=== Document extract ===

On February 25, a closed online meeting “BESS Insider” took place, bringing together 32 representatives of Energy Club member companies. This event was organized as a platform for an open exchange of experience. The goal of the meeting was to provide club members with an opportunity to frankly discuss real cases, technical connection challenges, and analyze problems that businesses face in practice when implementing Battery Energy Storage System (BESS) projects.

During the discussion, Maximilian Moravskyi, CEO and founder of Interconti Trading, shared unique experience in adapting equipment to Ukrainian realities. The expert emphasized: domestic power grids are currently operating in modes that most global manufacturers simply did not include in their algorithms.

As an example, he cited a situation where, after power restoration, the grid voltage is 7–8 kV instead of the nominal 10 kV. In such conditions, standard equipment refuses to start. To solve this problem, engineers had to implement additional algorithms: the storage system independently forms and maintains the facility’s local network until the external voltage stabilizes.

The speaker paid special attention to problems arising when businesses try to save by independently purchasing equipment from China. Maximilian highlighted three critical pitfalls of this approach:

  1. Lack of dispatching. The equipment often lacks support for the IEC protocol, which is mandatory for communication with Oblenergos or Ukrenergo.
  2. Collapse of the financial model. The actual self-consumption of such units is sometimes 2.5–3 times higher than stated in the data sheet, which “eats up” all the planned project economics.

=== Dataset entries ===

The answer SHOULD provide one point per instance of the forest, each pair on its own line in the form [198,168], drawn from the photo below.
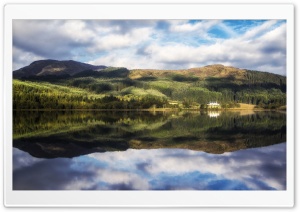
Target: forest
[120,88]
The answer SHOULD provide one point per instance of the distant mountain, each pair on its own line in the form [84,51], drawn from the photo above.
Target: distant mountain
[120,88]
[54,68]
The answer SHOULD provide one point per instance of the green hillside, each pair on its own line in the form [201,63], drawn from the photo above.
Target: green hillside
[120,88]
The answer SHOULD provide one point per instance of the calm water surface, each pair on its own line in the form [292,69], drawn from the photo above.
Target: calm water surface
[149,151]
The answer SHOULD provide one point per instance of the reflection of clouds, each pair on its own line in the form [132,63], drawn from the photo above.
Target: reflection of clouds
[259,168]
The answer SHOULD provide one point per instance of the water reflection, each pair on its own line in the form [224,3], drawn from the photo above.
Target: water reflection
[159,169]
[149,151]
[51,135]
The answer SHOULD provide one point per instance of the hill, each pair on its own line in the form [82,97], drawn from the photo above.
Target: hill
[54,67]
[84,86]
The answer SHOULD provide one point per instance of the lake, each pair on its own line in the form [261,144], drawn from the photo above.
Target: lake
[114,150]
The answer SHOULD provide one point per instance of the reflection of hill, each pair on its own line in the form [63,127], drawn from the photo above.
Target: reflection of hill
[50,135]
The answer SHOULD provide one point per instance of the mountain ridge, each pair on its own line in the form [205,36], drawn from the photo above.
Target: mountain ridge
[71,68]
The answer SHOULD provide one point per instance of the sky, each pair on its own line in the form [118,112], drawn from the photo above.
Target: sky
[155,169]
[154,44]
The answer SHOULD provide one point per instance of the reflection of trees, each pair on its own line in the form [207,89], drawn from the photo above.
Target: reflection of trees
[67,134]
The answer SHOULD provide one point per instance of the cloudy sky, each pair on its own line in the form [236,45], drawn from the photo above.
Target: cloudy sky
[160,44]
[157,169]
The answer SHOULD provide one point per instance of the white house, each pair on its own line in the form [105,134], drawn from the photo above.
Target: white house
[213,105]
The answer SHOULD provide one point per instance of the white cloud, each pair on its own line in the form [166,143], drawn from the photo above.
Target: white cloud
[115,41]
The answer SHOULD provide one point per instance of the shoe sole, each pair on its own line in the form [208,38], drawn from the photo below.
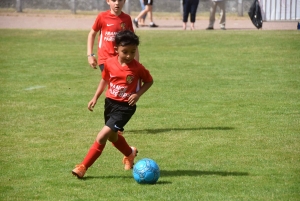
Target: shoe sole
[75,174]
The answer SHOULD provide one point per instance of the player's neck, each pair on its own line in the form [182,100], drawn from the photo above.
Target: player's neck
[114,13]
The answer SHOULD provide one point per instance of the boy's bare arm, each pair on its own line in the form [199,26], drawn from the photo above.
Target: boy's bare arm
[101,87]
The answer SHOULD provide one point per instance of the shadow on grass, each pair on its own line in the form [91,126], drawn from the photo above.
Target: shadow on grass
[178,173]
[174,173]
[107,177]
[162,130]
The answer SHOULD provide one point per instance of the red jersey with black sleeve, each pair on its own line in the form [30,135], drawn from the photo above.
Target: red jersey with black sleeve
[109,24]
[124,80]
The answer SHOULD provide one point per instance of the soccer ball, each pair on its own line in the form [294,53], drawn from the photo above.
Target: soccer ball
[146,171]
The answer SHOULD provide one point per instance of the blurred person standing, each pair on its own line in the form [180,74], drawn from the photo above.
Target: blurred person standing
[142,19]
[148,10]
[189,8]
[212,19]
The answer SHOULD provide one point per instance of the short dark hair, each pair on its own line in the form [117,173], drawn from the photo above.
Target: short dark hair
[126,37]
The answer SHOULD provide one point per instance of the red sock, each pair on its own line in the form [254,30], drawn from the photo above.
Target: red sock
[94,152]
[122,146]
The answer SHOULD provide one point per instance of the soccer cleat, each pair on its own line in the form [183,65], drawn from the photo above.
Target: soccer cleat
[120,132]
[135,23]
[79,171]
[128,161]
[153,25]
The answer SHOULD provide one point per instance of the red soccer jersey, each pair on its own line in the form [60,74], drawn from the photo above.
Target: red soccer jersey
[124,80]
[108,25]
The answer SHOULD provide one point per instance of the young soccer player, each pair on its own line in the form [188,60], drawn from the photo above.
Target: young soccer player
[108,23]
[123,75]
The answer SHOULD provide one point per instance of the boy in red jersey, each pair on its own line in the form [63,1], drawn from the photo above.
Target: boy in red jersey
[122,74]
[108,23]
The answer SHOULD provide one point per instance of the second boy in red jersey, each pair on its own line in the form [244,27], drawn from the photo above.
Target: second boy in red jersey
[108,23]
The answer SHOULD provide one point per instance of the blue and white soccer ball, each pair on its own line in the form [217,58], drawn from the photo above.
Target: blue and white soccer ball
[146,171]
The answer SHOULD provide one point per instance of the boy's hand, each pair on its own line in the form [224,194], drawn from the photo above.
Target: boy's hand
[92,104]
[133,99]
[93,62]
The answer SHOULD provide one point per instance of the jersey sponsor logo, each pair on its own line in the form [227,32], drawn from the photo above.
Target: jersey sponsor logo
[129,79]
[109,36]
[118,91]
[123,25]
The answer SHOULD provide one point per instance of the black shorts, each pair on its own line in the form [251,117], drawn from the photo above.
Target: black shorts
[148,2]
[117,114]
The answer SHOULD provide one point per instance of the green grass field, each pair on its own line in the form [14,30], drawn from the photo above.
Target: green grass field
[222,118]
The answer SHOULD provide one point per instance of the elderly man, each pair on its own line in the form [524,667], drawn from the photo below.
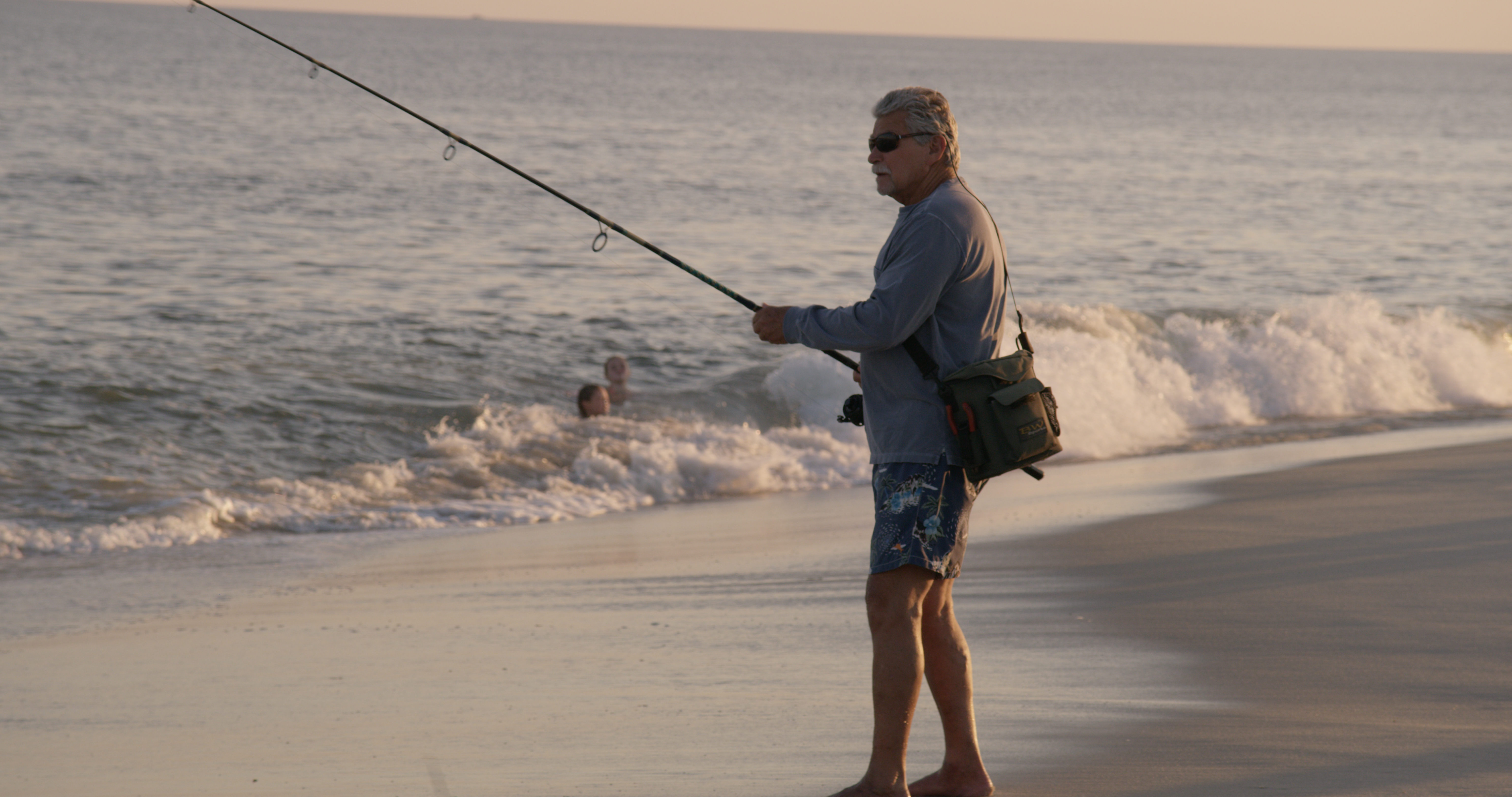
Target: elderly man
[941,279]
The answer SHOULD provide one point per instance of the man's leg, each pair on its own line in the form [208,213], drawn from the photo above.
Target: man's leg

===

→ **Job**
Pick up the account of the BESS Insider meeting after its last sentence and continue writing it.

→ **Result below**
  3. Time zone failure. After updates, systems often reset to factory settings — the interface becomes Chinese, and the time changes to Shanghai time. Due to the 6-hour difference, trading schedules on the Day-Ahead Market (DAM) shift, leading to direct financial losses.

It was these challenges that prompted the company to develop its own software with elements of artificial intelligence. The system independently analyzes weather, historical generation, consumption profile, and DAM prices, making decisions: when to buy energy, when to direct it to self-consumption, and when to sell at the maximum price. Currently, this software is already successfully integrated with solar, hydro, and gas piston plants.

Finally, Maximilian gave practical advice to investors: even at the procurement stage, order an expanded list of spare parts (circuit breakers, contactors, control modules) and plan for a 1.5-fold power reserve for the inverter part. After all, waiting a month or two for parts delivery in wartime conditions means stopping the operation of a business or a critical facility.